Count the lines in the data below that contain the string "Query", matching case exactly, and give only the number.
------ Data shown
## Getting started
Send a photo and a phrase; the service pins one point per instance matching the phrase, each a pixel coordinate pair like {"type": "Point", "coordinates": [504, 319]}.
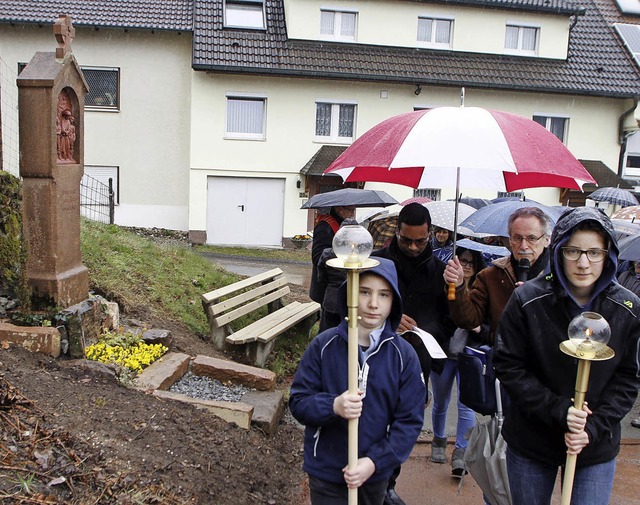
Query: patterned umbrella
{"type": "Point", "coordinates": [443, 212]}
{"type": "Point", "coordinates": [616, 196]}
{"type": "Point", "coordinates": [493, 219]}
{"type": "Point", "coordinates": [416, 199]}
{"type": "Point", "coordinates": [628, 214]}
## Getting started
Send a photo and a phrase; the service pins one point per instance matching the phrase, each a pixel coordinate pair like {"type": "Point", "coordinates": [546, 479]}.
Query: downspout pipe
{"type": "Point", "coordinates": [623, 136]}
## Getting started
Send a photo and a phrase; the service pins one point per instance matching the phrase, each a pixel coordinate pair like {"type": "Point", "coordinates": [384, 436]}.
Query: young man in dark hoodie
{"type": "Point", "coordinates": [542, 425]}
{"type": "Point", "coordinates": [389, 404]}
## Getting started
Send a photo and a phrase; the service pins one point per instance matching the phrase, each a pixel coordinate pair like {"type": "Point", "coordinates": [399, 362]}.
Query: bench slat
------------
------ Data shown
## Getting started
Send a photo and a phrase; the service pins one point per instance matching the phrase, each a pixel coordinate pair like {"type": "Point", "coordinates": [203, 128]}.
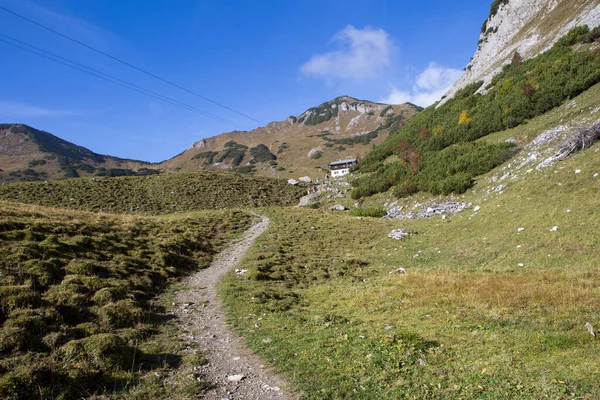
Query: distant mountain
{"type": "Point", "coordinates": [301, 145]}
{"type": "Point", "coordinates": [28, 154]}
------------
* **Solution to the problem**: 5